What to produce:
Reproduce word for word the stretch of the construction delay piece from "Construction is a" through "we might wish.".

### Page text ###

Construction is a complicated process, so misunderstood and underestimated by the glitzy programmes we see splashed all over our TV sets to keep us entertained on a cold winter's evening. If you have watched any of these programmes you will know that the projects invariably finish much later than expected by the unwitting clients and at a considerably higher cost than anticipated. Sadly, these TV exploits are closer to reality than we might wish.
It is rare these days to hear tales of projects that have been completed on programme and budget but they do exist and my colleagues in our PM team love to entertain me with stories of happy clients. Unfortunately, in my dispute team we are usually left dealing with projects that have gone wrong, more often than not because they have finished late and the Parties are left playing the "blame game".
There are many reasons why projects get into delay but often they will include a misunderstanding of the inter-relationship and interaction between sub-contractors, suppliers, designers and clients who insist on changing their minds part way through a project before they emit the immortal words "not me gov".
There is no excuse for failing to carefully plan and programme a proposed construction project and any contractor who fails to recognise this fact of life is in for serious trouble. Most, if not all, construction contracts contain provisions requiring the payment of liquidated damages in the event of late completion and, if they don't, then common law damages based on the costs incurred by the Employer will be payable. Add to this the additional costs incurred by a contractor who is late in finishing a project and it is not hard to see why it is so important to establish whether it is the Employer that has caused the delay and must stand the associated costs or it is the Contractor who has to take a financial hit. Without an accurate construction programme, measuring and proving liability for delay is nigh on impossible.
It is against this background that the last twenty years has seen the rise in popularity of delay analysis and experts whose job it is to convince a tribunal that it is their opponent's client that has caused delay. The development of powerful computers and sophisticated delay analysis software has added to the price of establishing liability for delay and these guys and girls and the reports they generate do not come cheap. The stakes in the blame game are very high and Parties pay huge sums out to lawyers and experts just to get into the game!
In the adjudications I deal with it is quite the norm to be presented with several files of delay analysis by an expert to convince me that it is their client that has "clean hands" and that I should decide accordingly. Regrettably, the reports produced by delay experts are increasing in size and complexity and, at the risk of being cynical, it is not unusual to come across situations where a deliberate manipulation of the project software has been made in order to get the computer to say what the expert would like it to say rather than actually proving a Client's case – leaving me to wonder whether I am dealing with an expert or hired gun.

### Extracted data ###

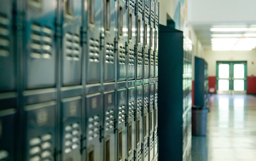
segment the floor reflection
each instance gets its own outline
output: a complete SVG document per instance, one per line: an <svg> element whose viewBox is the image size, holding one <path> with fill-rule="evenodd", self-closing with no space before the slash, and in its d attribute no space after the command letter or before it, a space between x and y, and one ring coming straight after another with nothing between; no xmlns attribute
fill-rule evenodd
<svg viewBox="0 0 256 161"><path fill-rule="evenodd" d="M192 138L193 161L256 161L256 97L211 95L206 137Z"/></svg>

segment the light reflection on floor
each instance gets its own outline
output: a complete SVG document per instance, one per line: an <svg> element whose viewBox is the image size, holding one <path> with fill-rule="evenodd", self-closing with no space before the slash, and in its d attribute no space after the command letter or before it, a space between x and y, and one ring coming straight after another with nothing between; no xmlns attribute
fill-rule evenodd
<svg viewBox="0 0 256 161"><path fill-rule="evenodd" d="M256 97L211 95L207 137L193 136L193 161L256 161Z"/></svg>

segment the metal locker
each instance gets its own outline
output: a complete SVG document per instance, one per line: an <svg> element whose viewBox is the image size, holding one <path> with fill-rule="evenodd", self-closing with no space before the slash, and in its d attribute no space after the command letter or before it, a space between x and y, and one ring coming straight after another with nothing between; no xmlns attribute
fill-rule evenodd
<svg viewBox="0 0 256 161"><path fill-rule="evenodd" d="M144 30L144 0L137 0L137 37L135 46L137 47L136 52L137 64L136 79L142 78L143 64L143 50Z"/></svg>
<svg viewBox="0 0 256 161"><path fill-rule="evenodd" d="M154 83L150 83L149 84L150 88L149 96L149 160L153 160L154 159L154 102L155 98L154 97L154 91L155 90L155 86Z"/></svg>
<svg viewBox="0 0 256 161"><path fill-rule="evenodd" d="M26 133L24 160L54 159L56 106L55 101L25 106Z"/></svg>
<svg viewBox="0 0 256 161"><path fill-rule="evenodd" d="M102 118L100 93L86 96L87 109L87 161L101 160L100 128Z"/></svg>
<svg viewBox="0 0 256 161"><path fill-rule="evenodd" d="M126 90L117 90L117 156L118 161L127 160Z"/></svg>
<svg viewBox="0 0 256 161"><path fill-rule="evenodd" d="M127 64L127 10L126 8L126 1L125 0L118 0L116 10L118 15L117 23L116 26L118 31L117 37L117 80L118 81L125 80L126 77L126 64Z"/></svg>
<svg viewBox="0 0 256 161"><path fill-rule="evenodd" d="M133 161L135 157L135 121L136 104L135 104L135 87L128 88L128 161Z"/></svg>
<svg viewBox="0 0 256 161"><path fill-rule="evenodd" d="M158 34L159 2L155 0L155 77L158 76Z"/></svg>
<svg viewBox="0 0 256 161"><path fill-rule="evenodd" d="M63 0L62 75L64 86L81 83L82 0Z"/></svg>
<svg viewBox="0 0 256 161"><path fill-rule="evenodd" d="M149 125L149 90L148 89L148 84L144 84L143 85L143 153L144 159L143 160L148 160L149 150L149 136L148 130Z"/></svg>
<svg viewBox="0 0 256 161"><path fill-rule="evenodd" d="M0 160L14 160L14 109L0 111Z"/></svg>
<svg viewBox="0 0 256 161"><path fill-rule="evenodd" d="M114 82L115 79L115 38L116 16L116 1L105 0L104 82Z"/></svg>
<svg viewBox="0 0 256 161"><path fill-rule="evenodd" d="M136 159L137 161L141 161L143 157L143 150L142 149L143 145L143 139L142 129L143 129L143 104L142 102L143 96L143 89L142 86L138 86L136 87L136 98L135 103L137 103L137 114L136 115L136 130L135 135L136 135L136 142L135 146L136 147Z"/></svg>
<svg viewBox="0 0 256 161"><path fill-rule="evenodd" d="M157 100L158 98L157 97L157 93L158 92L158 82L155 83L155 106L154 112L154 120L153 128L155 129L155 139L154 139L154 144L155 144L155 148L154 148L154 156L155 158L157 157L158 154L158 134L157 132L157 129L158 128L158 109L157 106Z"/></svg>
<svg viewBox="0 0 256 161"><path fill-rule="evenodd" d="M104 92L104 160L115 160L116 136L115 128L115 91Z"/></svg>
<svg viewBox="0 0 256 161"><path fill-rule="evenodd" d="M150 77L152 78L154 76L154 70L155 67L154 65L154 53L155 52L155 0L150 0L150 47L149 53L150 60Z"/></svg>
<svg viewBox="0 0 256 161"><path fill-rule="evenodd" d="M81 159L81 98L79 96L61 100L62 160Z"/></svg>
<svg viewBox="0 0 256 161"><path fill-rule="evenodd" d="M144 78L149 77L149 65L150 65L150 0L145 0L144 8Z"/></svg>
<svg viewBox="0 0 256 161"><path fill-rule="evenodd" d="M26 89L54 87L56 52L54 36L57 1L24 1L23 62Z"/></svg>
<svg viewBox="0 0 256 161"><path fill-rule="evenodd" d="M127 26L128 27L128 80L135 78L135 51L136 21L135 19L135 0L129 0L128 7ZM136 15L137 16L137 15Z"/></svg>
<svg viewBox="0 0 256 161"><path fill-rule="evenodd" d="M0 0L0 92L16 88L12 0Z"/></svg>
<svg viewBox="0 0 256 161"><path fill-rule="evenodd" d="M86 46L86 81L87 84L99 83L102 59L101 46L103 14L103 2L100 0L83 0L87 8L85 8L84 25L85 26ZM83 5L83 6L84 6Z"/></svg>

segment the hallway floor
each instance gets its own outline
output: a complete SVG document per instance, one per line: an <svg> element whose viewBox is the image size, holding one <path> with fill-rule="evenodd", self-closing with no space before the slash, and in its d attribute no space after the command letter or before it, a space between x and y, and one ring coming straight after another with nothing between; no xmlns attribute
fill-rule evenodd
<svg viewBox="0 0 256 161"><path fill-rule="evenodd" d="M192 138L192 161L256 161L256 97L213 95L207 136Z"/></svg>

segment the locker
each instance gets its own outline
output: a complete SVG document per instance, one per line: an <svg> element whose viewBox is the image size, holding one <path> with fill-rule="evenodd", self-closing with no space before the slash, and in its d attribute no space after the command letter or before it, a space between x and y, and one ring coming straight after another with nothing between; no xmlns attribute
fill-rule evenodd
<svg viewBox="0 0 256 161"><path fill-rule="evenodd" d="M137 0L137 37L135 46L137 47L136 64L137 77L136 79L142 78L143 53L143 37L144 30L144 18L143 15L144 13L144 1Z"/></svg>
<svg viewBox="0 0 256 161"><path fill-rule="evenodd" d="M128 157L127 127L125 122L127 113L126 90L117 91L117 156L119 161L125 161Z"/></svg>
<svg viewBox="0 0 256 161"><path fill-rule="evenodd" d="M154 53L155 52L155 0L150 0L150 47L149 53L150 60L150 77L152 78L154 76Z"/></svg>
<svg viewBox="0 0 256 161"><path fill-rule="evenodd" d="M62 85L81 83L82 0L60 1L62 5ZM60 3L59 3L61 5Z"/></svg>
<svg viewBox="0 0 256 161"><path fill-rule="evenodd" d="M101 78L101 64L102 59L101 46L103 2L100 0L83 0L87 7L85 9L84 25L86 31L86 80L87 84L99 83ZM84 31L84 32L85 31Z"/></svg>
<svg viewBox="0 0 256 161"><path fill-rule="evenodd" d="M145 0L144 14L144 78L149 77L149 66L150 65L150 0Z"/></svg>
<svg viewBox="0 0 256 161"><path fill-rule="evenodd" d="M143 149L142 149L143 145L143 104L142 99L143 96L143 89L142 86L138 86L136 87L136 103L137 105L136 126L136 159L137 161L141 161L143 157Z"/></svg>
<svg viewBox="0 0 256 161"><path fill-rule="evenodd" d="M80 160L81 97L62 99L62 160Z"/></svg>
<svg viewBox="0 0 256 161"><path fill-rule="evenodd" d="M14 109L0 111L0 160L14 160Z"/></svg>
<svg viewBox="0 0 256 161"><path fill-rule="evenodd" d="M155 158L157 156L158 154L158 136L157 129L158 128L158 108L157 106L158 92L158 82L155 83L155 107L154 111L154 121L153 126L155 129L155 139L154 139L154 144L155 144L154 151Z"/></svg>
<svg viewBox="0 0 256 161"><path fill-rule="evenodd" d="M158 34L159 2L155 0L155 77L158 76Z"/></svg>
<svg viewBox="0 0 256 161"><path fill-rule="evenodd" d="M149 150L148 149L149 146L149 136L148 130L149 120L149 90L148 89L148 84L144 84L143 85L143 106L144 109L143 113L144 113L143 118L143 153L144 157L143 160L148 160L149 154Z"/></svg>
<svg viewBox="0 0 256 161"><path fill-rule="evenodd" d="M115 91L104 92L104 160L115 160Z"/></svg>
<svg viewBox="0 0 256 161"><path fill-rule="evenodd" d="M149 98L149 160L152 161L154 159L154 102L155 97L154 96L154 91L155 86L154 83L150 83L149 84L150 96Z"/></svg>
<svg viewBox="0 0 256 161"><path fill-rule="evenodd" d="M136 106L135 87L128 88L128 160L133 161L135 157L135 127Z"/></svg>
<svg viewBox="0 0 256 161"><path fill-rule="evenodd" d="M126 77L126 64L127 64L127 10L126 2L124 0L118 0L116 10L118 15L117 18L118 29L117 37L118 39L117 45L118 65L117 80L118 81L125 80Z"/></svg>
<svg viewBox="0 0 256 161"><path fill-rule="evenodd" d="M53 87L56 84L54 36L57 0L24 0L25 88Z"/></svg>
<svg viewBox="0 0 256 161"><path fill-rule="evenodd" d="M86 131L87 160L101 160L100 128L102 117L101 109L100 93L86 96L87 118Z"/></svg>
<svg viewBox="0 0 256 161"><path fill-rule="evenodd" d="M3 76L0 79L0 92L13 91L16 87L13 2L0 1L0 75Z"/></svg>
<svg viewBox="0 0 256 161"><path fill-rule="evenodd" d="M135 19L135 0L129 0L128 18L128 56L127 63L128 80L134 79L135 78L135 38L136 22Z"/></svg>
<svg viewBox="0 0 256 161"><path fill-rule="evenodd" d="M111 0L105 0L104 2L104 80L105 82L114 82L115 72L116 2Z"/></svg>
<svg viewBox="0 0 256 161"><path fill-rule="evenodd" d="M56 101L52 101L25 106L26 133L24 160L53 160L56 106Z"/></svg>

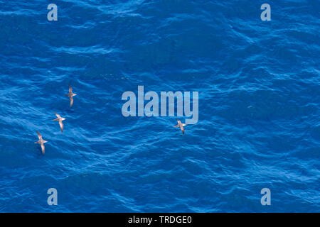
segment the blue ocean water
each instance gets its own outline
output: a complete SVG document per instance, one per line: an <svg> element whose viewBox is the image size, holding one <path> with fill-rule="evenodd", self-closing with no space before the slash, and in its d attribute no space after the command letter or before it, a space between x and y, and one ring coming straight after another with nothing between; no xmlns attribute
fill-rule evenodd
<svg viewBox="0 0 320 227"><path fill-rule="evenodd" d="M311 0L0 0L0 211L319 212L319 11ZM198 92L198 123L183 135L176 117L124 117L138 85Z"/></svg>

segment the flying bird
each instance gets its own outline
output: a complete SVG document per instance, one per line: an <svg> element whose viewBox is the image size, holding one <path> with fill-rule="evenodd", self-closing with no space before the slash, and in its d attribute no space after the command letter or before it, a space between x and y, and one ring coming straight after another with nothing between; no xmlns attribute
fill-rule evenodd
<svg viewBox="0 0 320 227"><path fill-rule="evenodd" d="M183 126L186 126L186 123L182 123L181 121L180 121L180 120L176 120L176 121L178 122L178 124L176 126L174 126L174 127L180 127L180 128L182 131L182 134L184 134L184 128L183 128Z"/></svg>
<svg viewBox="0 0 320 227"><path fill-rule="evenodd" d="M42 135L41 134L40 134L40 133L38 131L37 131L37 134L38 134L38 137L39 138L39 140L37 142L35 142L34 143L40 143L41 145L41 150L42 150L42 154L44 155L45 153L45 147L44 147L44 144L45 143L47 143L47 140L45 140L42 138Z"/></svg>
<svg viewBox="0 0 320 227"><path fill-rule="evenodd" d="M63 131L63 123L62 123L63 121L65 121L65 118L62 118L59 114L55 112L55 116L58 118L54 119L53 121L59 121L60 128L61 128L61 132Z"/></svg>
<svg viewBox="0 0 320 227"><path fill-rule="evenodd" d="M69 85L69 94L67 94L65 96L70 97L70 106L73 106L73 96L76 96L77 94L73 93L73 88Z"/></svg>

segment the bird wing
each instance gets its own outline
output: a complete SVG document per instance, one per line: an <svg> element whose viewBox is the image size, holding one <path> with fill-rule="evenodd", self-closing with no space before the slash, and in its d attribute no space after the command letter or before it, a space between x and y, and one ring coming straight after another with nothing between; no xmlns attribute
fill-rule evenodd
<svg viewBox="0 0 320 227"><path fill-rule="evenodd" d="M37 131L38 137L39 138L39 140L42 140L42 135L40 134L40 133Z"/></svg>
<svg viewBox="0 0 320 227"><path fill-rule="evenodd" d="M63 123L62 123L62 121L59 121L59 125L60 125L60 128L61 128L61 131L63 131Z"/></svg>
<svg viewBox="0 0 320 227"><path fill-rule="evenodd" d="M57 118L61 118L61 116L59 114L58 114L57 113L55 112L55 114L57 116Z"/></svg>
<svg viewBox="0 0 320 227"><path fill-rule="evenodd" d="M70 106L73 106L73 96L70 96Z"/></svg>
<svg viewBox="0 0 320 227"><path fill-rule="evenodd" d="M44 147L43 143L41 143L41 150L42 150L42 154L44 155L44 153L45 153L45 147Z"/></svg>

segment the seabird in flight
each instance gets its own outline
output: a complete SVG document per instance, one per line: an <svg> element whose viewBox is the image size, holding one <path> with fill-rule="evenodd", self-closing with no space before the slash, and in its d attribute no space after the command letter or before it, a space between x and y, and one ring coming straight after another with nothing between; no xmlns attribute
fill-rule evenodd
<svg viewBox="0 0 320 227"><path fill-rule="evenodd" d="M54 119L53 121L59 121L60 128L61 128L61 132L63 131L63 123L62 123L63 121L65 121L65 118L62 118L59 114L55 112L55 116L58 118Z"/></svg>
<svg viewBox="0 0 320 227"><path fill-rule="evenodd" d="M73 93L73 88L69 85L69 94L65 96L70 97L70 106L73 106L73 96L76 96L77 94Z"/></svg>
<svg viewBox="0 0 320 227"><path fill-rule="evenodd" d="M41 134L40 134L40 133L38 131L37 131L37 134L38 134L38 137L39 138L39 140L37 142L35 142L34 143L40 143L41 145L42 154L44 155L45 147L44 147L43 143L47 143L48 141L45 140L42 138L42 135L41 135Z"/></svg>
<svg viewBox="0 0 320 227"><path fill-rule="evenodd" d="M180 121L180 120L176 120L176 121L178 122L178 124L176 126L174 126L174 127L180 127L180 128L181 128L181 131L182 131L182 134L184 134L184 128L183 128L183 126L186 126L186 123L182 123L181 121Z"/></svg>

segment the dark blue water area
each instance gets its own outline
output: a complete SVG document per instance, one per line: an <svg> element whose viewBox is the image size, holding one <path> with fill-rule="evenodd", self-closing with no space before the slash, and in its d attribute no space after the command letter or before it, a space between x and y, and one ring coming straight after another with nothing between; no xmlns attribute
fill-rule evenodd
<svg viewBox="0 0 320 227"><path fill-rule="evenodd" d="M319 11L0 0L0 212L319 212ZM185 116L124 117L122 95L139 85L198 92L198 123L183 135Z"/></svg>

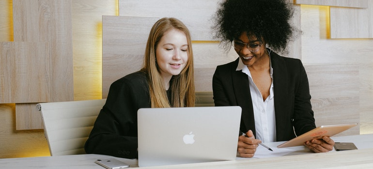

###

Full answer:
Construction is a complicated process, so misunderstood and underestimated by the glitzy programmes we see splashed all over our TV sets to keep us entertained on a cold winter's evening. If you have watched any of these programmes you will know that the projects invariably finish much later than expected by the unwitting clients and at a considerably higher cost than anticipated. Sadly, these TV exploits are closer to reality than we might wish.